┌──
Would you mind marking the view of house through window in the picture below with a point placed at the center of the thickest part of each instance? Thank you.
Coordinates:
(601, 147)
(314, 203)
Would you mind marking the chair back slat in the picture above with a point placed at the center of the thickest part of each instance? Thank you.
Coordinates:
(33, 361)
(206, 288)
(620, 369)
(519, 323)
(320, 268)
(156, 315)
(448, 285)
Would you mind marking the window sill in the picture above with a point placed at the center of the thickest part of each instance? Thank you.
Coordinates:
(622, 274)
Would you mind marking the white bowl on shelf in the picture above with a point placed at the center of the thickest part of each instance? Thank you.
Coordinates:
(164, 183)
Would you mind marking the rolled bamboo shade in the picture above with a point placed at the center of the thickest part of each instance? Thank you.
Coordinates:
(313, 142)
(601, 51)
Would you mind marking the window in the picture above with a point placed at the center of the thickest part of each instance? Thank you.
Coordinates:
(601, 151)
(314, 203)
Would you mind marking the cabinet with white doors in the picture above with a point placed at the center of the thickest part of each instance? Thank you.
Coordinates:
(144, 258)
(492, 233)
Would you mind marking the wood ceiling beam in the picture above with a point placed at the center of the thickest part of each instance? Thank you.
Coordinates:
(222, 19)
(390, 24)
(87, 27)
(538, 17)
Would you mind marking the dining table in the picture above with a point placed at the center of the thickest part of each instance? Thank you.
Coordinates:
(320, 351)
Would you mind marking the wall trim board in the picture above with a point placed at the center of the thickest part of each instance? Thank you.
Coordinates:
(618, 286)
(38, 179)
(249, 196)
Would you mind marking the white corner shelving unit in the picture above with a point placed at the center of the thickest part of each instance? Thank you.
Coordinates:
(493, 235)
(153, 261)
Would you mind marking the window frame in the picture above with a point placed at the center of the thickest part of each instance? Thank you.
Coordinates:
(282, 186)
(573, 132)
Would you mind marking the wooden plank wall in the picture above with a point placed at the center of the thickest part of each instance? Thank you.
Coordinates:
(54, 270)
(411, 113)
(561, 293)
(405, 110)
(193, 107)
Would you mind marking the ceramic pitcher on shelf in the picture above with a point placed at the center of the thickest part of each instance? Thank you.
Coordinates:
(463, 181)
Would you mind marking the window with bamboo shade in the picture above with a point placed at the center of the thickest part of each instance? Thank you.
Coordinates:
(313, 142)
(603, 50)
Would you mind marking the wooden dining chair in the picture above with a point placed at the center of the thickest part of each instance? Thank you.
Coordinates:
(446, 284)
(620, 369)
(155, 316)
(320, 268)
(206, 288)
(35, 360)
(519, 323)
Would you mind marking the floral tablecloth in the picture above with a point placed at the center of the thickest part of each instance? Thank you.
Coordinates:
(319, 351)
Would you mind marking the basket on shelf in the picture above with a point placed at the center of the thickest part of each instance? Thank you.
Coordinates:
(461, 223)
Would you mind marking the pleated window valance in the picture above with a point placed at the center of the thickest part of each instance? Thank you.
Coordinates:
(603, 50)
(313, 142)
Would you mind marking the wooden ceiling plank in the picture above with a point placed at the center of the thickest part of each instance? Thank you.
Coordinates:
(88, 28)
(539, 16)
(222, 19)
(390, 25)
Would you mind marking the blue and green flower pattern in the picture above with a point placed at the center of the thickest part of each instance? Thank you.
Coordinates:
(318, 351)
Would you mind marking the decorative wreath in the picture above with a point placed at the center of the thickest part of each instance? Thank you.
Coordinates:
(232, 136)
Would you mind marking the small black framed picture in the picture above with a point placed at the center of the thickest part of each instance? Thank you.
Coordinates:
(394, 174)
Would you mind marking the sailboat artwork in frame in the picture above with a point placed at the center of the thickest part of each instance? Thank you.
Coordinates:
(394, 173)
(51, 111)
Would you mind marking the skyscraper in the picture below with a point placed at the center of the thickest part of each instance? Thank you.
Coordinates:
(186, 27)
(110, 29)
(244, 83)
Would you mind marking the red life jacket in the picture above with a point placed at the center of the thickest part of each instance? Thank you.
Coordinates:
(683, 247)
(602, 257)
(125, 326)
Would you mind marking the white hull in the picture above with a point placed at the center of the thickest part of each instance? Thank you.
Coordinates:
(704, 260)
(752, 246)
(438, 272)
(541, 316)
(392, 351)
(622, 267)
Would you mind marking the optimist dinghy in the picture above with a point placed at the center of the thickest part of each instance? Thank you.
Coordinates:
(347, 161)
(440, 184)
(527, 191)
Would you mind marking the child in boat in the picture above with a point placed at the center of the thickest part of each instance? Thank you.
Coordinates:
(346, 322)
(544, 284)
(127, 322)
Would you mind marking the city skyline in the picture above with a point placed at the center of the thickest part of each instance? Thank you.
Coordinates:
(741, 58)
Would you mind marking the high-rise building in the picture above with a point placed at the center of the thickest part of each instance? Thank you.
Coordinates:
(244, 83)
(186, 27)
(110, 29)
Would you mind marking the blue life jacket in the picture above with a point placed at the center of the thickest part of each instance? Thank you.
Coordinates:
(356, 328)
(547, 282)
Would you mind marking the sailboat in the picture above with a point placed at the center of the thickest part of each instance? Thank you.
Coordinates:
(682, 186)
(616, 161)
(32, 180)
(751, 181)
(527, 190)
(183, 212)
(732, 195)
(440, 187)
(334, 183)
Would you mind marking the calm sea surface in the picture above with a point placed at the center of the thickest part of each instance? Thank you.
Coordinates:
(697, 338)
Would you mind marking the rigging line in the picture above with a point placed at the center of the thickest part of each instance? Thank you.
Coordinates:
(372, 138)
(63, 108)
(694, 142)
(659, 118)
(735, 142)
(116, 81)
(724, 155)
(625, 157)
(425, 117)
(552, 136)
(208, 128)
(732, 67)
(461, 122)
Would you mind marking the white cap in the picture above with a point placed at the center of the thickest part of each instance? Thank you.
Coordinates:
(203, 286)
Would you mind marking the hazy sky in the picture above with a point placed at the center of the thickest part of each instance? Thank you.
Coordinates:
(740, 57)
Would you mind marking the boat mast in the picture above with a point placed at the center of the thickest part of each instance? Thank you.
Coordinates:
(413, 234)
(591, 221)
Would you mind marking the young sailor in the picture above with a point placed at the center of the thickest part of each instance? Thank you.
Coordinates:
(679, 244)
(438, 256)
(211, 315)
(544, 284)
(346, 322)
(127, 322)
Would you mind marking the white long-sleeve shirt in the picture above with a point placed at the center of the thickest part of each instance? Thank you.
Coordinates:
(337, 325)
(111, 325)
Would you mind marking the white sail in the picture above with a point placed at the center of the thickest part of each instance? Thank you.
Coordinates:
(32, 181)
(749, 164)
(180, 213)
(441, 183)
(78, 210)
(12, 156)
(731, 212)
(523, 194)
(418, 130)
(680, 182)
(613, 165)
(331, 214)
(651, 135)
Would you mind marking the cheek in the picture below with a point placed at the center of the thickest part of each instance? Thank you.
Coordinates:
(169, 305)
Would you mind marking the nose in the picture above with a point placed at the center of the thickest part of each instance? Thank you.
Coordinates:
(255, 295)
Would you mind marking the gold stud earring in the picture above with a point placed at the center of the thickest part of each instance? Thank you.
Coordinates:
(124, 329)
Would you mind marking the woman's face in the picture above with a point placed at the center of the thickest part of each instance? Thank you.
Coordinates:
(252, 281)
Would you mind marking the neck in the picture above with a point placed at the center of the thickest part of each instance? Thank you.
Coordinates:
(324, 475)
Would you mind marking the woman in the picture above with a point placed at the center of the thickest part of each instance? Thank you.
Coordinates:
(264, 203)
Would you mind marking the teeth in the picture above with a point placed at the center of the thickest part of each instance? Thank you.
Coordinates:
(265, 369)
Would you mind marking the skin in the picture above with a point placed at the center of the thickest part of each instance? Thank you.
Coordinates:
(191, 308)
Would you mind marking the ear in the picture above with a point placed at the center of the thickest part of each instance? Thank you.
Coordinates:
└──
From the first line to the last, please quote the material above exactly.

■ **Right answer**:
Would you mind marking the view of house through window in the picture below with a point placed at the center of the thickest part of each instance? Thank you.
Coordinates:
(601, 147)
(314, 203)
Would you mind marking the chair back slat in the picture above with a point placed at the center of the thickest part of each instance? Thank you.
Coordinates:
(33, 361)
(206, 288)
(620, 369)
(519, 323)
(320, 268)
(156, 315)
(448, 285)
Would you mind marking the window sill in the picture above with a point placed at the center of the thickest part of each instance? Thank you.
Coordinates:
(622, 274)
Would you mind marking the white bowl on shelf in the picture above with a point placed at the center of the thickest part of each instance? Thank you.
Coordinates:
(164, 183)
Would you mind marking the rolled bamboo shade in the picture above with a point placed at the center of the thickest part of each instance? Thank you.
Coordinates:
(313, 142)
(601, 51)
Would you mind marking the window in the picture above with a point placed at the center of the thickest part of each instance? Thank you.
Coordinates:
(601, 151)
(314, 203)
Would you mind marking the cabinet with white doors in the picture above with a point placed at the center of the thickest part of each instance? Thank you.
Coordinates:
(144, 258)
(492, 233)
Would you mind marking the wood ceiling beam in the picture above with a point placed at the center of the thickest part of each instance? Thank you.
Coordinates:
(222, 19)
(390, 24)
(87, 27)
(538, 17)
Would you mind marking the dining table in the picture above with a point placed at the center of the thickest part of each instance? Thank you.
Coordinates:
(320, 351)
Would you mind marking the wall trim board in the picture above with a point placed at the center of the thickest part of each instance? Thank you.
Coordinates:
(618, 286)
(38, 179)
(249, 196)
Would you mind marking the white corner shelving unit in the picture above with a point placed at the center of the thickest part of each instance? Thank you.
Coordinates:
(493, 235)
(153, 261)
Would you mind marking the window frame in the picture above with a point placed at the center of the thickest part of each instance? Thank you.
Coordinates:
(282, 186)
(573, 132)
Would you mind marking the wooden plank wall in the picture above with a point placed at the center of the thickest part of each instance? Thank you.
Coordinates:
(54, 270)
(411, 113)
(561, 293)
(405, 110)
(193, 107)
Would you mind marking the ceramic pitcher on shelf in the picture above with a point placed at the center of the thickest part of each instance? Thank you.
Coordinates:
(463, 181)
Would you mind marking the window with bamboo shade in the picture above with a point placed at the center of the thickest part of each instance? Thank you.
Coordinates:
(313, 142)
(603, 50)
Would you mind marking the wooden dining chair in the picture above with a point placed at the center of the thickest part of each instance? Thank you.
Coordinates:
(446, 284)
(620, 369)
(155, 316)
(320, 268)
(206, 288)
(35, 360)
(519, 323)
Would you mind marking the floral tablecloth in the picture above with a point placed at the center of the thickest part of each instance? Thank you.
Coordinates:
(319, 351)
Would you mind marking the basket on shelf in the picture above with a point placed at the center of the thickest part of each instance? Thank you.
Coordinates:
(461, 223)
Would you mind marking the pleated window valance in the picture above with a point placed at the center of the thickest part of each instance? Thank you.
Coordinates:
(603, 50)
(313, 142)
Would you mind marking the wooden ceiling plank in the picture above with a point placed at the center of the thickest part of each instance? Thank you.
Coordinates:
(88, 28)
(539, 16)
(222, 19)
(390, 25)
Would you mind marking the blue and green flower pattern in the picture above with a point placed at the center of the thickest part of each instance? Thank you.
Coordinates:
(318, 351)
Would you mind marking the decorative wreath in the picture above with a point placed at the center of the thickest part of each instance? Thank you.
Coordinates:
(232, 136)
Would you mind marking the small black framed picture in the picture above with a point placed at the center of the thickest part of each instance? Thank you.
Coordinates:
(394, 174)
Would you mind marking the sailboat artwork in frame in the picture above with a point placed at the center of the thickest part of each instance? Thank you.
Coordinates:
(394, 173)
(51, 111)
Would you mind marking the skyscraper in the picture below with a point placed at the center of the thickest part of each instance? Thank you.
Coordinates:
(186, 27)
(110, 29)
(244, 83)
Would you mind marking the red life jacket in the picture above with a point placed at the center of the thickest part of each instance? Thank you.
Coordinates:
(683, 247)
(602, 257)
(125, 326)
Would you mind marking the white hull in the picture above with a point placed at the center of the thickest part of each instance? Thank you.
Coordinates:
(704, 260)
(752, 246)
(438, 272)
(541, 316)
(392, 351)
(622, 267)
Would you mind marking the optimist dinghy in the picture above with a point placed at the center of the thickest part of each instance? Thank you.
Coordinates:
(347, 161)
(440, 184)
(527, 191)
Would you mind marking the child in boat in the picture above with a point placed at the center of the thickest part of each instance? Thank you.
Coordinates:
(346, 322)
(544, 284)
(127, 322)
Would you mind marking the city skyline in the picture above with a point placed at the center of the thickest part of each instance? Thank you.
Coordinates:
(741, 58)
Would you mind marking the high-rise building in the picture above with a point placed at the center of the thickest part of each instance? Thank you.
Coordinates:
(244, 83)
(186, 27)
(110, 29)
Would you mind marking the blue life jacket in the picture above with a point placed at the center of the thickest part of each instance? Thank you.
Coordinates:
(356, 328)
(547, 282)
Would you mind marking the sailboat in the picture above with a point placed at the center of the thickest part of each instance? Thank you.
Coordinates:
(682, 186)
(616, 161)
(32, 180)
(751, 181)
(527, 190)
(183, 212)
(732, 195)
(440, 187)
(334, 183)
Would you mind marking the calm sea surface in the picture above with a point placed at the center of the thickest part of each instance? Thank you.
Coordinates:
(697, 338)
Would you mind marking the rigging line in the picture above with a point placed at the center of the thickest part of each instance? Thank you.
Coordinates:
(372, 138)
(63, 108)
(694, 142)
(659, 118)
(735, 142)
(116, 81)
(724, 155)
(625, 157)
(425, 117)
(552, 136)
(208, 128)
(732, 67)
(461, 122)
Would you mind marking the white cap in the picture above with a point placed at the center of the thickest part of each instance? Thank you.
Coordinates:
(203, 286)
Would you mind marking the hazy sky in the picture above with a point placed at the center of the thickest part of each instance? Thank you.
Coordinates:
(740, 57)
Would you mind marking the boat mast in the picture above with a point placed at the center of the thickest part of each instance? Thank you.
Coordinates:
(413, 234)
(591, 221)
Would you mind marking the young sailor in the picture above with a point placed at the center of the thickest part of each instance? Thank you.
Coordinates:
(679, 244)
(438, 256)
(211, 315)
(544, 284)
(346, 322)
(127, 322)
Would you mind marking the white long-sleeve shirt in the picture above with a point placed at the center of the thickest part of each instance? Thank you.
Coordinates:
(337, 325)
(111, 325)
Would you mind marking the white sail in the picture above with a point placed at the center of the thickest part of each instance? Thank you.
Coordinates:
(32, 181)
(749, 164)
(180, 213)
(441, 183)
(78, 210)
(12, 156)
(731, 212)
(523, 194)
(418, 130)
(680, 182)
(613, 165)
(331, 214)
(651, 135)
Would you mind marking the cheek in the picture below with a point placed at the center of the thickest part of each instance? Thank you.
Coordinates:
(169, 305)
Would you mind marking the nose in the picture above with a point placed at the center of the thickest part of each instance? Thank you.
Coordinates:
(255, 295)
Would you mind marking the gold stud earring in the picture above with a point placed at the center of the thickest part of each instance? Thank you.
Coordinates:
(124, 329)
Would you mind marking the woman's face in the picture above with a point placed at the center of the thickest part of each instance? Thank you.
Coordinates:
(252, 281)
Would you mind marking the neck in the picture above with a point placed at the center of the thickest part of each instance? Thank you.
Coordinates:
(324, 475)
Would you mind marking the woman in the picture above with a point placed at the center of the thickest part of each instance? Thank you.
Coordinates:
(264, 203)
Would you mind marking the teeth in the picture above with a point placed at the center of the thickest part of each instance? Thank you.
Coordinates:
(265, 369)
Would you mind marking the skin in the picture above with a point placed at the center of the thickest part of each instance? Thank you.
Coordinates:
(191, 308)
Would you mind marking the ear in the picture above with a point placed at the center of the thickest part of each instance? Thank you.
Coordinates:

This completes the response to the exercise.